PBG-induced inhibitory cardiovascular reflex responses were examined with EA stimulation at specific points LI6–7, G37–39 or ST36–37. EA stimulation for 30 min at ST36–37 acupoints reduced the Bezold Jarisch reflex responses (Panel C) in contrast to LI6–7 (Panel A) and G37–39 (Panel B). Baseline BP and HR are shown above each bar as means ± SEM. *Significant difference compared with control responses prior to onset of EA.

Figure 3

Methods used to characterize NTS neurons are displayed in Panels A-E. Panels A and B respectively show frequency (coherence at frequency of 2.5 Hz) and time domain analyses demonstrating cardiac rhythmicity. Autospectra (AS) of BP and NTS activity and corresponding coherence function of 0.97. Neuronal activity of the NTS neuron is increased with intravenous phenylephrine (Panel C). Panel D displays the group data of NTS neuronal activity in response to administration of nitroprusside-evoked decrease in BP, phenylephrine-induced increased in BP, and PBG-induced decrease in BP. *Indicates significant difference in activity after administration of nitroprusside, phenylephrine or phenylbiguanide. NTS neurons also receive input from vagus and median nerves and to a lesser degree from cutaneous nerves like the superficial radial nerve underlying LI6-L7 acupoints (Panel E). Stimulation artifact is indicated with*. Neuronal discharge is displayed before and during stimulation of vagus, median or superficial radial nerve. PSD, power spectral density.

Figure 4

Bar histograms display vagus nerve-induced NTS neuronal activity without EA (Panel A) and with EA stimulation at P5–6 (Panels B and C). Iontophoresis of saline into the NTS did not influence the modulatory effect of EA (Panel B). *Indicates significant difference compared to activity prior to onset of EA (Panel B). Blockade of opioid receptor with iontophoresis of naloxone in the NTS reversed the EA effect (c) compared to vagal evoked activity prior to the blockade (b) for over 20 min (Panel C). Letters in a–e shown in the bars correspond with peristimulus histograms displayed to the right. *Indicates significant difference compared to control activity (a), while ^#shows significant difference compared to preceding (b) EA response. An example of recorded spike activity is shown above e.

***

## Task list
A) According to the figure legends, EA stimulation at which acupoints reduced the Bezold Jarisch reflex responses?
B) Decide whether each statement agrees with the figure legends, answering yes or no and quoting the words that decide it: (i) Iontophoresis of saline into the NTS blocked the modulatory effect of EA. (ii) Intravenous phenylephrine increases the activity of the NTS neuron. (iii) The coherence function reported for BP and NTS activity is 0.97.
C) Quote the part of the figure legends between "Bar histograms display" and "shown above e.", inclusive.
The listing that comes next is separate material unrelated to the figure legends.

***

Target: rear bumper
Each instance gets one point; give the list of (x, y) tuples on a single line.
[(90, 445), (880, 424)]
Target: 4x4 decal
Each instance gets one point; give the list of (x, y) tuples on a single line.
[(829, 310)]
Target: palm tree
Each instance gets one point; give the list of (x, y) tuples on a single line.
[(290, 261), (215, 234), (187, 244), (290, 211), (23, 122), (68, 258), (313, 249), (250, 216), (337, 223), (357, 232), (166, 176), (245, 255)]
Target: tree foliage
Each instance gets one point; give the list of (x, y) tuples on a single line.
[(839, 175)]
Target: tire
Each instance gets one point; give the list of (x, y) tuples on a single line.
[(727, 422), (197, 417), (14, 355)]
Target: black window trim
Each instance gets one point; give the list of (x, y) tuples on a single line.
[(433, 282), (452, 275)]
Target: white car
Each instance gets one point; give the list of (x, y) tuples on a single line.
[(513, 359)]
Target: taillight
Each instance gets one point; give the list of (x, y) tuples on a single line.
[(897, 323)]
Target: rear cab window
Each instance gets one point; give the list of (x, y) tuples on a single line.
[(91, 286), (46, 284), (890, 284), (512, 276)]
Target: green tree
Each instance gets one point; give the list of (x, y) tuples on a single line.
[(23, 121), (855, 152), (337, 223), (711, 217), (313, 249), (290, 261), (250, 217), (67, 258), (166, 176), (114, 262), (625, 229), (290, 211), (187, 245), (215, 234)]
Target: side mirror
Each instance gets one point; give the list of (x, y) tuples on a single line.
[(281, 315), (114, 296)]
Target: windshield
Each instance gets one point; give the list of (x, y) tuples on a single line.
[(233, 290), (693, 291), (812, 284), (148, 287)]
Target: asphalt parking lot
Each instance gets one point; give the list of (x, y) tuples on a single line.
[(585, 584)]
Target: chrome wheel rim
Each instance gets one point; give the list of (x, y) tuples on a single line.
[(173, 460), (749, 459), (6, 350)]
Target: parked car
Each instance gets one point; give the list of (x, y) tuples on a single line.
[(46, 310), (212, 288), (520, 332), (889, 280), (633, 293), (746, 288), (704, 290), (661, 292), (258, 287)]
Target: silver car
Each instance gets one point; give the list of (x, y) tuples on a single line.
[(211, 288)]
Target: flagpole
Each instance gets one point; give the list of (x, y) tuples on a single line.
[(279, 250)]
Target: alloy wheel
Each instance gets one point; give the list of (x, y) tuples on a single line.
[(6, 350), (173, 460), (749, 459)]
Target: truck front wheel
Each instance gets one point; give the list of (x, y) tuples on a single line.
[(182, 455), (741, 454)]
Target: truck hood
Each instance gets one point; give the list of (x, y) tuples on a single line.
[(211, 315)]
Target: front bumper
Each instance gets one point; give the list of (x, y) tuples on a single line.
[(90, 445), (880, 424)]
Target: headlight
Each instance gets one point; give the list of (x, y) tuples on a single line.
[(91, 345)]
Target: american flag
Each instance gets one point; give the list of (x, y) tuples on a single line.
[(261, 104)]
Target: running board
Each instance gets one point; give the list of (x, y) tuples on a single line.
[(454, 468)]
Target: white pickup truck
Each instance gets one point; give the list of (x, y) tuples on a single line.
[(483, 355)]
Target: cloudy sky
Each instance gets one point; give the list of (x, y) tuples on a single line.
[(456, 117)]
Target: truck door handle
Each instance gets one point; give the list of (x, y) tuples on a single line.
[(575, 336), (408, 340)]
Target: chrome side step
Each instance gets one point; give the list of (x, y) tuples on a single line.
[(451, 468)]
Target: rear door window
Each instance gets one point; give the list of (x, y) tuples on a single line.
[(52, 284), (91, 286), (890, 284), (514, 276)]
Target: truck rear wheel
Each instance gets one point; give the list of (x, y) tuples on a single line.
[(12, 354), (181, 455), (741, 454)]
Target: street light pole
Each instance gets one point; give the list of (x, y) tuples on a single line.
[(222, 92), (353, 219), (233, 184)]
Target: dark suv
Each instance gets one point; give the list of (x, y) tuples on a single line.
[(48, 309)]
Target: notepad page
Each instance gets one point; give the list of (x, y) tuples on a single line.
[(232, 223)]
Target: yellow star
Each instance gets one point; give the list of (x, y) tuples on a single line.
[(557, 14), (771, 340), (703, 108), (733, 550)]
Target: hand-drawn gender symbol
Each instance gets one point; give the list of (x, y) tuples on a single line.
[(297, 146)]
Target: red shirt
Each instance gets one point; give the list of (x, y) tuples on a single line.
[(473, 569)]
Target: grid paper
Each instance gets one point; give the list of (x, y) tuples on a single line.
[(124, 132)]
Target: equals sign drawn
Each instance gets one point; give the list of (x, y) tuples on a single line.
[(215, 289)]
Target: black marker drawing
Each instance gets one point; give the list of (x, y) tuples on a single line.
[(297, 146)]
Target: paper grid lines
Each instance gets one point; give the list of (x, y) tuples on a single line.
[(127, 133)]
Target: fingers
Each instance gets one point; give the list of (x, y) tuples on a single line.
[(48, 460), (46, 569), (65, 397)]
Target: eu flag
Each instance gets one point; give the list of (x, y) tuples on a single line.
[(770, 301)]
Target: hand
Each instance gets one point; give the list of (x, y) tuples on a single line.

***

## Solutions below
A) ST36–37

B)
(i) No: "Iontophoresis of saline into the NTS did not influence the modulatory effect of EA"
(ii) Yes: "Neuronal activity of the NTS neuron is increased with intravenous phenylephrine"
(iii) Yes: "corresponding coherence function of 0.97"

C)
Bar histograms display vagus nerve-induced NTS neuronal activity without EA (Panel A) and with EA stimulation at P5–6 (Panels B and C). Iontophoresis of saline into the NTS did not influence the modulatory effect of EA (Panel B). *Indicates significant difference compared to activity prior to onset of EA (Panel B). Blockade of opioid receptor with iontophoresis of naloxone in the NTS reversed the EA effect (c) compared to vagal evoked activity prior to the blockade (b) for over 20 min (Panel C). Letters in a–e shown in the bars correspond with peristimulus histograms displayed to the right. *Indicates significant difference compared to control activity (a), while ^#shows significant difference compared to preceding (b) EA response. An example of recorded spike activity is shown above e.